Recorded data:
=== Begin Enclosure ===

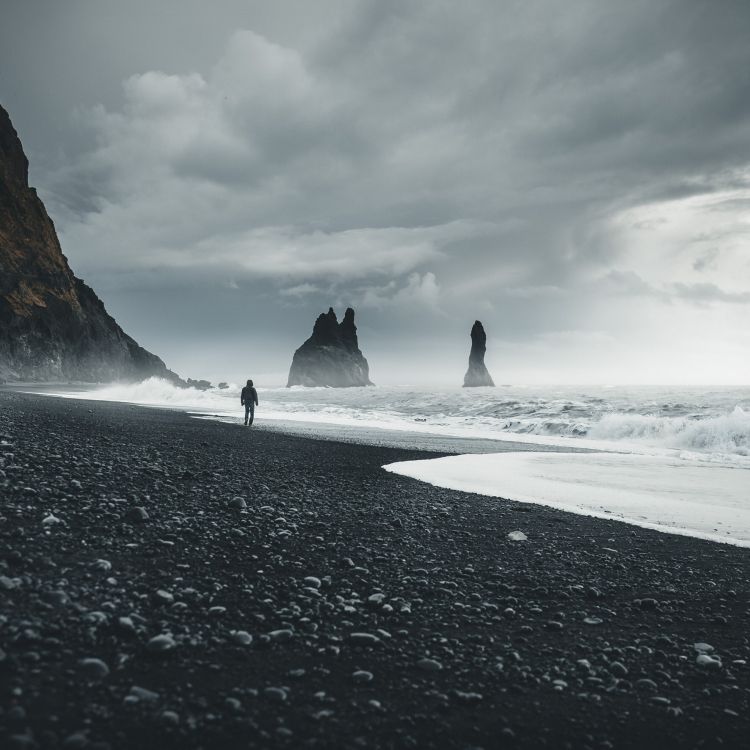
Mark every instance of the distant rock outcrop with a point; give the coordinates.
(477, 374)
(331, 356)
(52, 325)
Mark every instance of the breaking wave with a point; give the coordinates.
(713, 423)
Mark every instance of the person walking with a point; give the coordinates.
(249, 399)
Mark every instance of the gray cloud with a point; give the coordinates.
(427, 163)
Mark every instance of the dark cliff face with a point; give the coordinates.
(331, 356)
(52, 325)
(477, 375)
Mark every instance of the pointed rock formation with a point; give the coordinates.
(331, 356)
(477, 374)
(52, 325)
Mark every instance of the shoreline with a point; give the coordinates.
(583, 634)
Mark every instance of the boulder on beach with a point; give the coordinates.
(331, 356)
(52, 325)
(477, 374)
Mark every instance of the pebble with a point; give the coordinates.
(280, 636)
(618, 669)
(275, 694)
(364, 639)
(136, 514)
(703, 648)
(94, 669)
(646, 684)
(163, 597)
(429, 665)
(708, 662)
(142, 694)
(241, 637)
(161, 643)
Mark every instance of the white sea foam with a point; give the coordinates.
(666, 494)
(714, 424)
(679, 458)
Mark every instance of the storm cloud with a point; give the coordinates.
(576, 175)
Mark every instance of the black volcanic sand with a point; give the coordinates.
(472, 640)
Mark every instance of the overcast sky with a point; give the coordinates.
(576, 175)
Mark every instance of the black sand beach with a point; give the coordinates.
(284, 591)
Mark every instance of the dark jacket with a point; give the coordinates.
(248, 395)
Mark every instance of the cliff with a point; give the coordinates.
(477, 374)
(331, 356)
(52, 325)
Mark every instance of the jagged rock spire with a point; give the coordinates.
(477, 374)
(331, 356)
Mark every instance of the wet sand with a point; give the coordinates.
(283, 591)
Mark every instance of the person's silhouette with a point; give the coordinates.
(249, 399)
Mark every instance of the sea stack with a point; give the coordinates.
(52, 325)
(331, 356)
(477, 374)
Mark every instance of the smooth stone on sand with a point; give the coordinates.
(142, 694)
(281, 635)
(618, 669)
(94, 669)
(364, 639)
(429, 665)
(708, 662)
(161, 643)
(703, 648)
(275, 694)
(163, 597)
(241, 637)
(136, 514)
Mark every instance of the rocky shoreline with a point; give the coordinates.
(167, 582)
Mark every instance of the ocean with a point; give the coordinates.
(669, 458)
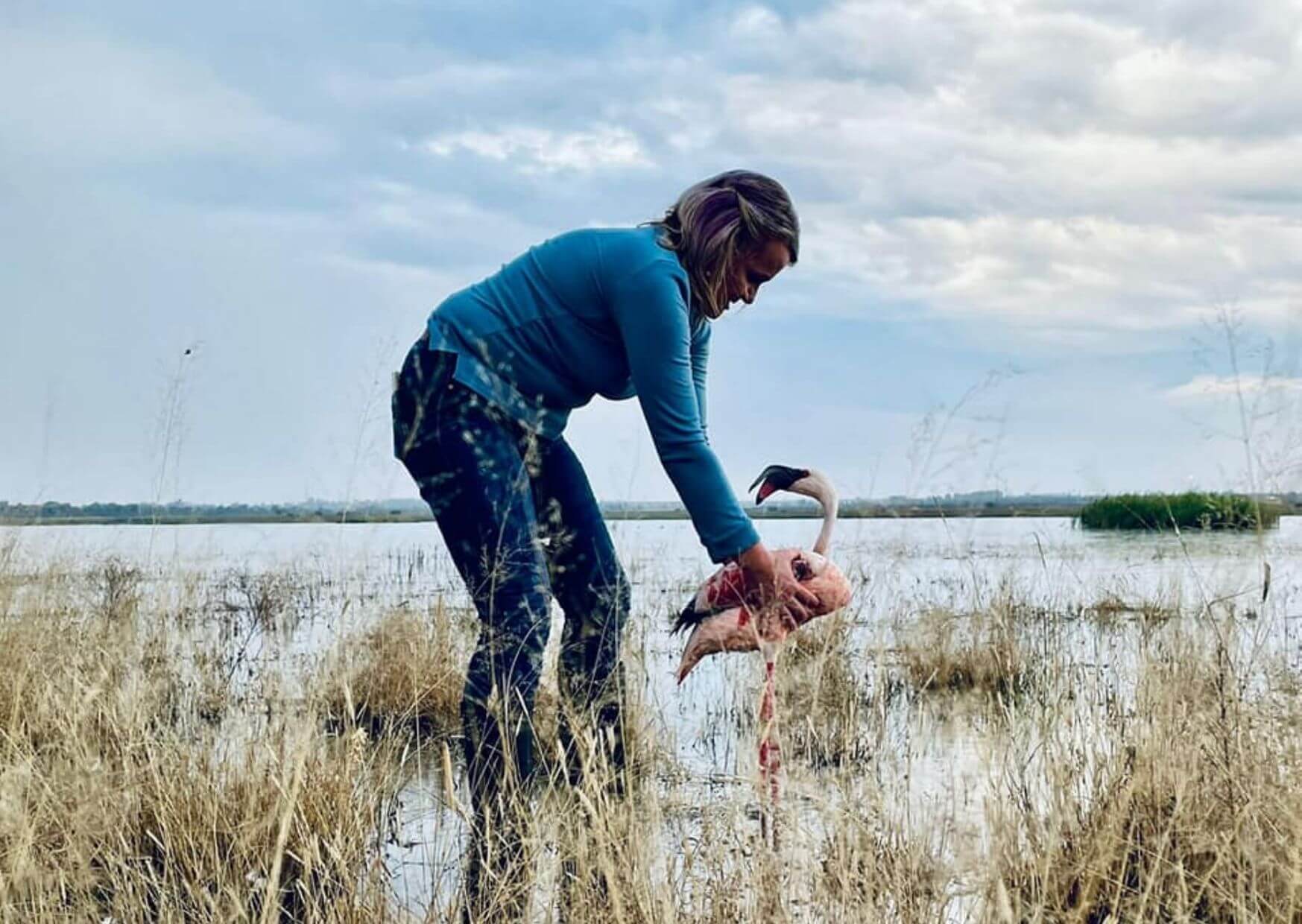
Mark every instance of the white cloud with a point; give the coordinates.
(1210, 387)
(547, 151)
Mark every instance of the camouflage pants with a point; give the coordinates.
(522, 526)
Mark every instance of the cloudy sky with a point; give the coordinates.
(1039, 237)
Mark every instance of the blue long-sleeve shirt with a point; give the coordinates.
(599, 311)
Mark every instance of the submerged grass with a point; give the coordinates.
(1168, 790)
(967, 654)
(402, 674)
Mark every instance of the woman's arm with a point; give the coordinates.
(651, 313)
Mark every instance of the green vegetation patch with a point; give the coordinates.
(1190, 510)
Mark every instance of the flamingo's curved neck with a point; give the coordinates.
(818, 487)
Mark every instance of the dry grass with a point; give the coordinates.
(1185, 811)
(150, 773)
(832, 697)
(404, 674)
(118, 802)
(973, 654)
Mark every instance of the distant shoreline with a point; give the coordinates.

=== End Enclosure ===

**Task brief**
Each record should appear again exactly as it stands, with no picture included.

**Solution below**
Mark every instance of the distant rock outcrop with a point; give the coordinates.
(477, 374)
(331, 356)
(52, 325)
Mark every instance of the breaking wave with a point; give the coordinates.
(713, 423)
Mark every instance of the person walking with a point; give the coordinates.
(249, 399)
Mark every instance of the gray cloud with a point; give the coordinates.
(427, 163)
Mark every instance of the dark cliff face with a point; give the coordinates.
(331, 356)
(52, 325)
(477, 375)
Mark every instance of the pointed rock formation with a point; give the coordinates.
(331, 356)
(477, 374)
(52, 325)
Mark every instance of the shoreline with a point; give the coordinates.
(583, 634)
Mark every instance of the boulder on beach with a point; give the coordinates.
(331, 356)
(52, 325)
(477, 374)
Mark every instance of the pebble with a point; give the coordinates.
(280, 636)
(618, 669)
(275, 694)
(364, 639)
(136, 514)
(703, 648)
(94, 669)
(646, 684)
(163, 597)
(429, 665)
(708, 662)
(142, 694)
(241, 637)
(161, 643)
Mark every instance of the white sea foam with a point; give the coordinates.
(666, 494)
(714, 424)
(679, 458)
Mark every instance of the storm cloud with a point; give the coordinates.
(576, 175)
Mark every instance of the black volcanic sand with a point; give the coordinates.
(472, 640)
Mark every instance of the overcast sky with a point; give the coordinates.
(576, 175)
Mark every instance of the black sand beach with a point; give the coordinates.
(284, 591)
Mark every instance of the dark jacket with a point; give the coordinates.
(248, 395)
Mark every instance of the cliff with a point; give the coordinates.
(477, 374)
(331, 356)
(52, 325)
Mark every instance of the jagged rock spire with a point; give the coordinates.
(477, 374)
(331, 356)
Mark every instance of the wet sand with a point; give the coordinates.
(283, 591)
Mark every instance of the person's silhouette with a point; give the coordinates.
(249, 399)
Mark every instance of the sea stack with a point; give the coordinates.
(52, 325)
(331, 356)
(477, 374)
Mark every instance of the smooth stone on sand with a point; give the coordinates.
(142, 694)
(281, 635)
(618, 669)
(94, 669)
(364, 639)
(429, 665)
(708, 662)
(161, 643)
(703, 648)
(275, 694)
(163, 597)
(241, 637)
(136, 514)
Mark every instance of the rocky shoreline with a point; give the coordinates.
(167, 582)
Mark every instance of the ocean with a point; give the coordinates.
(669, 458)
Mark every instance of the white cloud with a point; give the coordinates.
(1210, 387)
(547, 151)
Mark every instance of the camouflage pants with a point; give the coordinates.
(522, 526)
Mark every instance of the cloudy sky with a point; give the coordinates.
(1039, 237)
Mark every instance of the blue long-sleeve shirt with a point; give the coordinates.
(599, 311)
Mark every instance of the submerged grass with a point; give the coordinates.
(1168, 790)
(967, 654)
(402, 674)
Mark every instance of the woman's arm with a point; give the coordinates.
(651, 313)
Mark every instance of the green vegetation patch with a point; give the coordinates.
(1190, 510)
Mark every instance of the flamingo's curved neck with a point; give the coordinates.
(818, 487)
Mark every instance of the dry grass with a point; give the coordinates.
(1185, 811)
(150, 773)
(832, 697)
(404, 674)
(118, 802)
(973, 654)
Mark every instance of the distant shoreline with a point; give the coordinates.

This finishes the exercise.